### Goal
Find the line that contains "Each instance receives one keypoint. Tag the thermostat". Then set down that line and all the lines after it, to the end of the records, exactly and with nothing added.

═══ Supplied records ═══

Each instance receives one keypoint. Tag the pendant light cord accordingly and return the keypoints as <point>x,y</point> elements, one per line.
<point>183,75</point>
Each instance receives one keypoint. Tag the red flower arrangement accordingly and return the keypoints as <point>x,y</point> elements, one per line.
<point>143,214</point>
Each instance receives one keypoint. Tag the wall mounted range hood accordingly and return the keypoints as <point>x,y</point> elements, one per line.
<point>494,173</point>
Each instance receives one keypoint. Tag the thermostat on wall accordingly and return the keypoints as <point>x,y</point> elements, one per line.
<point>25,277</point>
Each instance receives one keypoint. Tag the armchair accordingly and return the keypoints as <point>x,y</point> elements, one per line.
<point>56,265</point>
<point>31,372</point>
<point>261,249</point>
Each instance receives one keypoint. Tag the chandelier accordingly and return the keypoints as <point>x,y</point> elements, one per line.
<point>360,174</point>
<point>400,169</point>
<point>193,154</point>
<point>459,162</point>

═══

### Written solution
Each instance receives one keypoint. Tag the thermostat on wall accordingly and return the keypoints as <point>x,y</point> elements, one per line.
<point>25,277</point>
Each instance receives one keypoint. Tag the armchair accordingly and return the keypoints as <point>x,y</point> elements, one per line.
<point>56,265</point>
<point>31,372</point>
<point>261,249</point>
Each instance receives one keypoint. Tag the chandelier accordingly and return the keypoints as <point>x,y</point> elements, one per line.
<point>360,174</point>
<point>400,169</point>
<point>193,154</point>
<point>459,162</point>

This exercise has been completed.